# Written task
Print every entry below verbatim, leaving out the pictures.

# Exercise materials
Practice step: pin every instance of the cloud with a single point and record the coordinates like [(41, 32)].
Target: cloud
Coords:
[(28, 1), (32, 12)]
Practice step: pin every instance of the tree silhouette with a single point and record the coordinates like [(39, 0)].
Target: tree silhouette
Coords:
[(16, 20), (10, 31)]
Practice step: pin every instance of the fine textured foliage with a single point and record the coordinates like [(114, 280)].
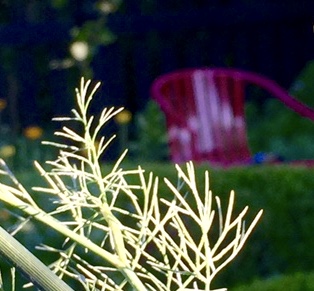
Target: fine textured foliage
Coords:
[(122, 235)]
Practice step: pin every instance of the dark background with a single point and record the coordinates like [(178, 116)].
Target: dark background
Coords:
[(272, 37)]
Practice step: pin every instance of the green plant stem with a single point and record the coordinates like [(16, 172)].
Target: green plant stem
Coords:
[(35, 271), (83, 241)]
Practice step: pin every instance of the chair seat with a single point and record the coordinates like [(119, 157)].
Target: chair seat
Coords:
[(204, 110)]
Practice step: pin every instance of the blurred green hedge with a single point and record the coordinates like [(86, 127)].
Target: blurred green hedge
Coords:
[(294, 282)]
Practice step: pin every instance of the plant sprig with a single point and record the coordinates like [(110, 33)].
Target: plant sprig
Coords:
[(144, 241)]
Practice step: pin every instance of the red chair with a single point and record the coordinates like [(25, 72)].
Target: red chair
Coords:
[(204, 111)]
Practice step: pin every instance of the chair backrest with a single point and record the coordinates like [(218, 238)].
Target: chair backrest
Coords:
[(205, 116)]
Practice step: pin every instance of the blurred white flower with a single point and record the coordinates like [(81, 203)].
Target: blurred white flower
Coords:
[(79, 50)]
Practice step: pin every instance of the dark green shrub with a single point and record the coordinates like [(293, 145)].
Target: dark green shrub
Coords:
[(294, 282)]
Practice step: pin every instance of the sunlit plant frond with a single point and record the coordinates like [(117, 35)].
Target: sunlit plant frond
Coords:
[(121, 235)]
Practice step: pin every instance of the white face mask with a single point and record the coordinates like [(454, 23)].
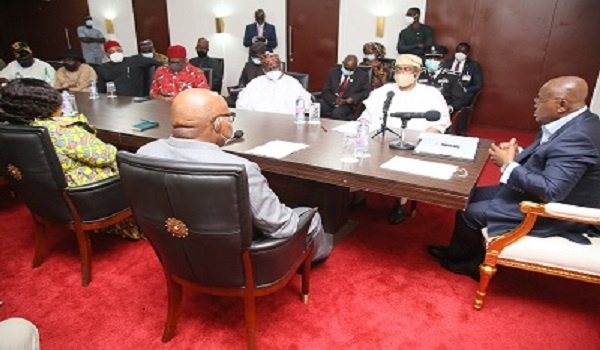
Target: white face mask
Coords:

# Reply
Practice step: pin every instance of the cloud with a single point and record the coordinates like [(41, 32)].
Target: cloud
Coords:
[(28, 1), (32, 12)]
Practice step: pin every instance of the tree silhouette with a single point and record the coordinates like [(39, 0)].
Target: tree silhouette
Coords:
[(16, 20), (10, 31)]
Practice step: pin every instance of the fine textured foliage with a single point and record the coordinates like [(114, 280)].
Target: fine textured foliage
Coords:
[(122, 235)]
Practice step: pin every instance of the dark background with a single point and record the coordinates like [(178, 116)].
Target: dark background
Coords:
[(272, 37)]
Practice step: pin every instance of the green plant stem with a single point and record the coordinates like [(16, 172)].
Target: green plant stem
Coords:
[(35, 271), (83, 241)]
Practice step: pin every instance of the chair seat with a single point and record the coordinates like [(119, 157)].
Target: chair seat
Coords:
[(204, 110)]
Practice step: pin every instance of the blurred green hedge with a single point and record the coordinates like [(86, 127)].
Target: blurred green hedge
Coords:
[(294, 282)]
Practice step: pin every instance of the plant sprig with a single point and record the coordinates like [(110, 33)].
Target: plant sprig
Coords:
[(144, 241)]
Practice step: pin every instance of the red chair with a single point and record the coordinates like [(25, 72)].
Target: red chair
Coords:
[(204, 111)]
Practice step: pin every instance of the chair backrest with a single point and record the coordinates like [(218, 238)].
Target: chair backrest
Coords:
[(205, 116)]
Practice step: pin every instance of the blurred white flower with a single point and record the coordinates like [(81, 203)].
Target: blurred white flower
Coords:
[(79, 50)]
Practice step: pin every instance of the dark green shrub with a single point and record the coordinates like [(293, 145)].
Target: dark green shrub
Coords:
[(294, 282)]
Practice step: pin every instance of the sunlit plant frond with a single point and record the coordinates like [(117, 35)].
Target: sunlit plant frond
Coords:
[(121, 235)]
Practice step: pin every instance of the white face mask with a single point and record the coordinates like [(454, 23)].
Target: white face mask
Coords:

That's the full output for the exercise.